— Work to be completed —
Copy nothing but the lines below running from the line containing "Labeling tool prompt — Object to detect: building" through the line containing "Study the image above and return bounding boxes for every power", both end lines included.

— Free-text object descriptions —
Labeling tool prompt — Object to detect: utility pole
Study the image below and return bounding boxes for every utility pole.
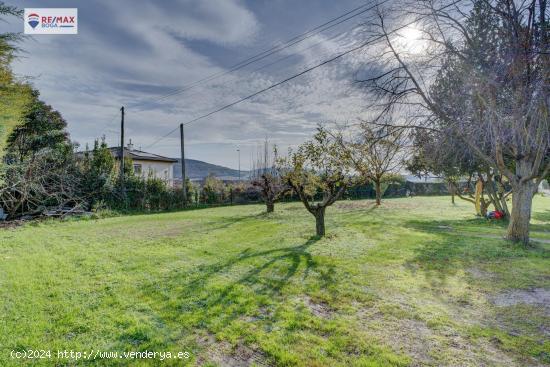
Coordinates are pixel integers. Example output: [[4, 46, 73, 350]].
[[120, 106, 125, 193], [237, 147, 241, 181], [180, 123, 187, 205]]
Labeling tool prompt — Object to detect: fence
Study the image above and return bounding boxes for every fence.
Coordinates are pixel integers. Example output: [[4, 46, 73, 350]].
[[194, 181, 451, 207]]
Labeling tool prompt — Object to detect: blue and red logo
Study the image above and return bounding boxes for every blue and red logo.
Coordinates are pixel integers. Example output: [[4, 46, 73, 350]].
[[27, 13, 39, 29], [24, 8, 78, 34]]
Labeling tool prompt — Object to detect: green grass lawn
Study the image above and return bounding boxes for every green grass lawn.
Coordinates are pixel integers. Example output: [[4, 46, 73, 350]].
[[1, 196, 549, 366]]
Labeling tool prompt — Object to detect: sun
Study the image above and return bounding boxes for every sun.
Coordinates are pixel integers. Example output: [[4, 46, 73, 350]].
[[395, 26, 426, 55]]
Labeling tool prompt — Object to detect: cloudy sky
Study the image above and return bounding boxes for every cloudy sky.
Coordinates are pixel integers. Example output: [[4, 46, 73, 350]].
[[4, 0, 375, 169]]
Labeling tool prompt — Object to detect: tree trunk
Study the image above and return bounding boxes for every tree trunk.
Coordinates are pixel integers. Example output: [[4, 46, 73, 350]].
[[266, 200, 274, 213], [506, 182, 537, 244], [480, 198, 488, 217], [485, 174, 506, 214], [446, 182, 456, 204], [314, 207, 326, 237], [375, 180, 382, 206], [474, 178, 484, 216], [499, 195, 510, 217]]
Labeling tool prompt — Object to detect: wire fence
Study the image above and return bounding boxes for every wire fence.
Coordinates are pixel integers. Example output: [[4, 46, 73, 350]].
[[178, 181, 451, 208]]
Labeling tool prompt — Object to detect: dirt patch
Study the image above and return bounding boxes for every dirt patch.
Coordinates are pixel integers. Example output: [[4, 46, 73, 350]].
[[354, 303, 516, 366], [467, 267, 496, 280], [386, 319, 435, 366], [240, 306, 274, 323], [196, 334, 271, 367], [335, 201, 377, 210], [355, 303, 438, 366], [96, 221, 195, 240], [491, 288, 550, 315], [205, 344, 270, 367], [0, 220, 27, 229], [302, 296, 333, 319]]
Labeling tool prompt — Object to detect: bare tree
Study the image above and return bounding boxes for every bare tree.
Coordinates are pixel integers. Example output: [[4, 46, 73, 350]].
[[251, 139, 289, 213], [277, 128, 352, 237], [358, 0, 549, 244], [338, 124, 405, 205], [0, 147, 85, 219]]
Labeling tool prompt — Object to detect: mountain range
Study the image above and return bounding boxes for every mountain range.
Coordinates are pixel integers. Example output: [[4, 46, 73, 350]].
[[172, 158, 249, 181]]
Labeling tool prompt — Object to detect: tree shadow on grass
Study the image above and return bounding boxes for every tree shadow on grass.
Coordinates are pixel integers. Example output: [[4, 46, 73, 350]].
[[402, 218, 550, 365], [142, 236, 330, 331], [533, 210, 550, 224], [201, 212, 268, 232], [334, 200, 379, 215], [402, 218, 550, 287]]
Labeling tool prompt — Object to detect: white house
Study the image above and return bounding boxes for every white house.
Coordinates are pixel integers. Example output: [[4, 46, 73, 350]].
[[539, 180, 550, 196], [109, 142, 177, 186]]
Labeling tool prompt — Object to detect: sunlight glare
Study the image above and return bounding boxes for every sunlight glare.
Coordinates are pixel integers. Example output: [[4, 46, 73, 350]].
[[396, 26, 426, 55]]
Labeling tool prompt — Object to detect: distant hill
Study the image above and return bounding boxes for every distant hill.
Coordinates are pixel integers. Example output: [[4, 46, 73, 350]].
[[173, 158, 248, 181]]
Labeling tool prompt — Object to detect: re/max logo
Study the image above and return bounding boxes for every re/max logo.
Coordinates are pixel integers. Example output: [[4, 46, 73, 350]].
[[24, 8, 78, 35], [41, 16, 76, 27]]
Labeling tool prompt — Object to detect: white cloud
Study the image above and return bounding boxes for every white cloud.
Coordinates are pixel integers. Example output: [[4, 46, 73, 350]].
[[9, 0, 372, 168]]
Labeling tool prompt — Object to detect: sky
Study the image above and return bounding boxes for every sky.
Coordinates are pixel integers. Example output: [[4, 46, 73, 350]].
[[3, 0, 375, 169]]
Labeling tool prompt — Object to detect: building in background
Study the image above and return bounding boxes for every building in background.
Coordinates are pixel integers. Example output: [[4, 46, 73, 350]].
[[109, 141, 177, 186]]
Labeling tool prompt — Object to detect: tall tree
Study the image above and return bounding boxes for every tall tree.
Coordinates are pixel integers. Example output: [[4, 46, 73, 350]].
[[359, 0, 549, 244]]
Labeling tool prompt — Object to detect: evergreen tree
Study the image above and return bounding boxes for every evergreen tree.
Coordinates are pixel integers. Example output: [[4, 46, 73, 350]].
[[5, 90, 70, 162]]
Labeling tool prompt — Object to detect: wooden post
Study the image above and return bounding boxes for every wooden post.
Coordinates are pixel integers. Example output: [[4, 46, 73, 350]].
[[237, 147, 240, 181], [120, 106, 125, 193], [180, 123, 187, 205]]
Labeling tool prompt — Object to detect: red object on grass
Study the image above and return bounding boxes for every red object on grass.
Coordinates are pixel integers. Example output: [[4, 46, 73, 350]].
[[494, 211, 504, 219]]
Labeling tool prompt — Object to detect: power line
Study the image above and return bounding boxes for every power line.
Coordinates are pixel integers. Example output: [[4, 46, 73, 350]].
[[144, 40, 370, 149], [98, 111, 121, 138], [128, 0, 388, 109], [98, 4, 374, 143], [179, 40, 377, 127], [143, 126, 180, 150], [144, 15, 427, 149], [139, 25, 362, 150], [128, 22, 363, 122]]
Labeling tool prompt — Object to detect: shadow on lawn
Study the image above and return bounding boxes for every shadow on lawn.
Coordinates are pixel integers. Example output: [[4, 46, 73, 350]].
[[203, 212, 268, 232], [533, 210, 550, 224], [144, 236, 330, 329], [403, 218, 550, 365], [334, 200, 379, 214], [403, 218, 550, 287]]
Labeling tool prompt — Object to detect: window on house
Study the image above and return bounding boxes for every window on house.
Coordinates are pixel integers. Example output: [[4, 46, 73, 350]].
[[133, 164, 142, 175]]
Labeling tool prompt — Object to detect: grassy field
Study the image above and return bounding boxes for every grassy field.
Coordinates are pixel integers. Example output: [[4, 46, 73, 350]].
[[1, 196, 549, 366]]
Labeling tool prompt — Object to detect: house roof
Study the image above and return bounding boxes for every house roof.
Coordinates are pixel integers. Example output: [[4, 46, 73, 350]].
[[404, 174, 445, 183], [108, 147, 177, 163]]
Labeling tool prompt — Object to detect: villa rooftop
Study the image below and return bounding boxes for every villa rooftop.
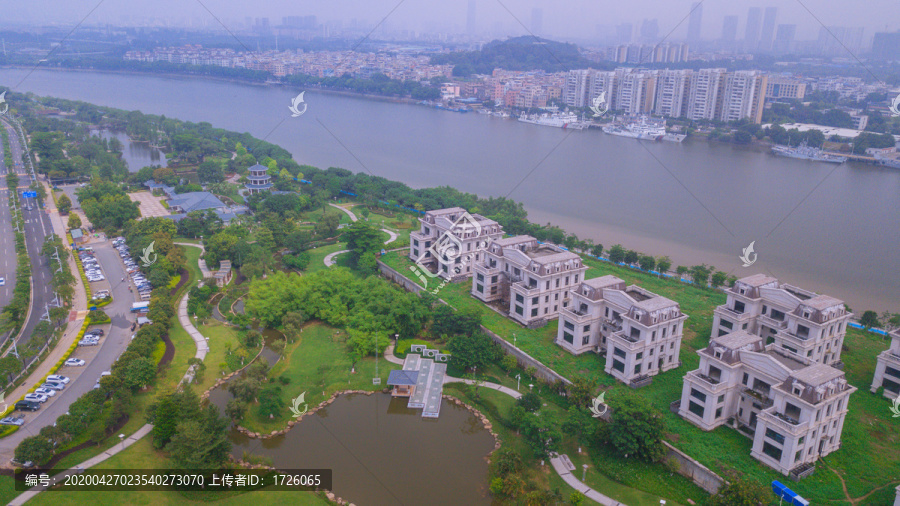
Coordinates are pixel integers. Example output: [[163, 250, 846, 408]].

— Your solution —
Labeling tool prompt — Object to detect: building in background
Study the image above and return bounding boxes for every building in background.
Coordinates are pixel integers. Example output: [[4, 46, 73, 350]].
[[109, 141, 177, 186]]
Labeling tool prompt — Object to detect: tall tree
Study the image above and return bounding boxes for every tall tree.
Coordinates are pixel integers. Example output: [[4, 46, 73, 350]].
[[359, 0, 549, 244]]
Labeling tool prompt — Object to detect: evergreen tree
Study the image above and return bounding boxes for every evergreen tree.
Coordinates are pixel integers. Example output: [[4, 46, 73, 350]].
[[5, 90, 70, 162]]
Labeling tool prompt — Object to detect: wooden post
Study the image above and return bounding boxes for every wooden post.
Coordinates are pixel integers. Example output: [[4, 46, 73, 350]].
[[237, 147, 240, 181], [120, 106, 125, 193], [180, 123, 187, 205]]
Labeling tool prompt — Object to detect: red object on grass
Study the image above and return bounding boxes for every red object on grass.
Coordinates are pixel integers. Example output: [[4, 46, 73, 350]].
[[494, 211, 504, 219]]
Labeling tool prompt — Object to detect: power line
Study the image above and return bounding boxes for every power line.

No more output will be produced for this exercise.